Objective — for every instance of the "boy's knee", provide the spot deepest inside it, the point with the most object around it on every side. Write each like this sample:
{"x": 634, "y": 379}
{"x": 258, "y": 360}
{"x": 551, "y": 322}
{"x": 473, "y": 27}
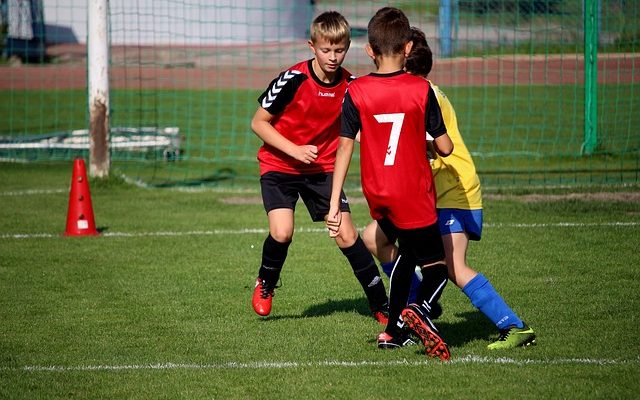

◆ **Written task**:
Edit the items above by replacing "boy's knee" with "child's knee", keeping every other word and line unchanged. Leave out the pictures.

◆ **Solution for this problem**:
Objective — for every instance of the "child's knee", provide the spot deepest inside it, the point with the most object around it on every side. Write each like this sample:
{"x": 634, "y": 379}
{"x": 258, "y": 360}
{"x": 551, "y": 322}
{"x": 473, "y": 27}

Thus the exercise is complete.